◆ **TEXT EXCERPT**
## BEGIN

Purpose of the flight and payload description

The instrument used in this experiment was a combination of two scintillation counters, two cerenkov counters, and a multiwire proportional counter hodoscope. The figure at left shows a cross section of the detector system.

The counters labeled T1 and T3 were identical 1 cm. thick scintillators, which were used to determine the charge of penetrating nuclei. T0 was a plastic Cerenkov counter with wave shifter while T2 was a 2 cm. thick liquid Cerenkov counter with Freon. It, too, contained a waveshifter.

The two Cerenkov counters combined provided a continous and overlapping velocity measurement for particles from 400 to about 2500 MeV/nucleon. Each of the counters were enclosed in a white light integration box to gain uniformity of signals over the entire counter area. An annular scintillator, surrounded the bottom of the detector stack and served to reject side showers.

## END

◆ **REQUIREMENT 1**
Reproduce the entries from the line that contains "glass in this photo." through the line that contains "[(743, 273)]", swapping "put one marker on" for "place a single point on" and leaving everything else as it is.

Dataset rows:
## BEGIN

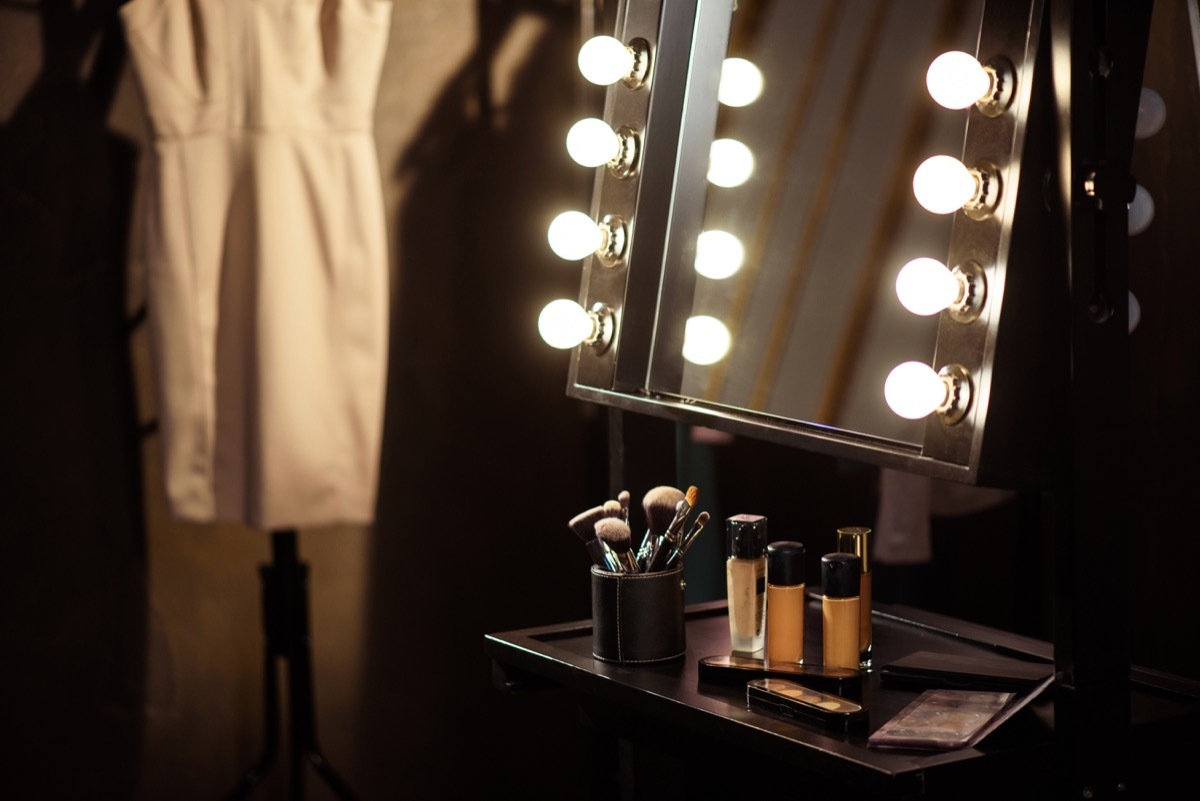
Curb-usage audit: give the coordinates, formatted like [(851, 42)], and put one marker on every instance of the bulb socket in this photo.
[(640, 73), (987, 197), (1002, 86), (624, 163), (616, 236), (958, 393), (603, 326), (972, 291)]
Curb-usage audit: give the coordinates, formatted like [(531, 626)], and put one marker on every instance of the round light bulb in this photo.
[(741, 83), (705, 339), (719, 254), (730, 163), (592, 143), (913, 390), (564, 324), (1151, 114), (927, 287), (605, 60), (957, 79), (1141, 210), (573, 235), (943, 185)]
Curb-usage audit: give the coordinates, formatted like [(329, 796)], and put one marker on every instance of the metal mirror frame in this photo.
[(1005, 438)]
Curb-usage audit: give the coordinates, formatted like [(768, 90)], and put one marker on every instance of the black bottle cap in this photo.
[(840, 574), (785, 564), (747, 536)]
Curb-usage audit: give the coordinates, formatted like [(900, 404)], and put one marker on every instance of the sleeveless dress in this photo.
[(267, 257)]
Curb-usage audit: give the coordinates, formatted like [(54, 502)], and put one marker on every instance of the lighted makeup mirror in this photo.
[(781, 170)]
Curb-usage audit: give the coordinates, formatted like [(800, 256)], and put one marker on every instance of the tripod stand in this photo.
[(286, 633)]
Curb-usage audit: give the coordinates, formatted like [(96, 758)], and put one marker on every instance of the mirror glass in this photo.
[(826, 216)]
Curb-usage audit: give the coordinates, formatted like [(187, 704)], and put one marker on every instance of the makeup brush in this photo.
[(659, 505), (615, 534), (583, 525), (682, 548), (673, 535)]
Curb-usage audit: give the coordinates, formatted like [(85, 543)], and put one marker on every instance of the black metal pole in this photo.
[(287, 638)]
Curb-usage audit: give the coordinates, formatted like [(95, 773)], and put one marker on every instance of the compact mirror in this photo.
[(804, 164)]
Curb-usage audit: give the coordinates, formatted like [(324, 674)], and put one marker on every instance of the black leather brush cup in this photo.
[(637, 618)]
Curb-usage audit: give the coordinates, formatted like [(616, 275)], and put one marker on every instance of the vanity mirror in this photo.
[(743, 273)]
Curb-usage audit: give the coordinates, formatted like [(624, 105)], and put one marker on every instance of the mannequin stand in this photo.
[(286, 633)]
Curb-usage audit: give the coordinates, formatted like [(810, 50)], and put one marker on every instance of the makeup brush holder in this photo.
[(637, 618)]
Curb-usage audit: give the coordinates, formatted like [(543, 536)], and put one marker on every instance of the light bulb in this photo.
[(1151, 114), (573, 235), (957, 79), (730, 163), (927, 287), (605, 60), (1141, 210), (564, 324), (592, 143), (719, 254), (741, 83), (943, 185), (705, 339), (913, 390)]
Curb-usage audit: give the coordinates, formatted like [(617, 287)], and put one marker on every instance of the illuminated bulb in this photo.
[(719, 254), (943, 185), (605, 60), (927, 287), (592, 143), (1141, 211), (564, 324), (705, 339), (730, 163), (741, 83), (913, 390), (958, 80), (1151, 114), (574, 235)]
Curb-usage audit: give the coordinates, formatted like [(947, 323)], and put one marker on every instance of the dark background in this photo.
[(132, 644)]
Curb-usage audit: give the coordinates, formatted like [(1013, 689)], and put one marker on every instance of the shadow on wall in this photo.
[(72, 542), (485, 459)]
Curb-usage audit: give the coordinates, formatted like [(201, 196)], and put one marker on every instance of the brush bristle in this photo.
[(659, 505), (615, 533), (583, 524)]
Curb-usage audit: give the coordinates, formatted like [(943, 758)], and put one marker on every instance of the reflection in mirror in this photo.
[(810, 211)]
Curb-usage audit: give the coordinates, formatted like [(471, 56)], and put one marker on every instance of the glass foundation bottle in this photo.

## END

◆ **REQUIREMENT 2**
According to the payload description, why was each Cerenkov counter enclosed in a white light integration box?

◆ **FULL OUTPUT 1**
Curb-usage audit: give the coordinates, formatted like [(96, 758)], and place a single point on every instance of the mirror glass in this photo.
[(826, 216)]
Curb-usage audit: give the coordinates, formatted like [(187, 704)], and place a single point on every instance of the makeup brush in this photo.
[(659, 505), (615, 534), (583, 525), (682, 548), (673, 535)]
Curb-usage audit: give the coordinates, formatted like [(85, 543)], and place a single point on every instance of the black metal pole in this photo.
[(287, 638)]
Curb-usage audit: give the coordinates, formatted like [(95, 773)], and place a single point on every instance of the compact mirror in this photo.
[(804, 164)]
Curb-usage audit: give the coordinates, formatted like [(324, 674)], and place a single point on every instance of the black leather brush cup in this photo.
[(637, 618)]
Curb-usage audit: give the coordinates, formatted like [(616, 275)], and place a single point on every instance of the vanity mirror in this photo.
[(743, 273)]

◆ **FULL OUTPUT 2**
Each counter was enclosed in a white light integration box to gain uniformity of signals over the entire counter area.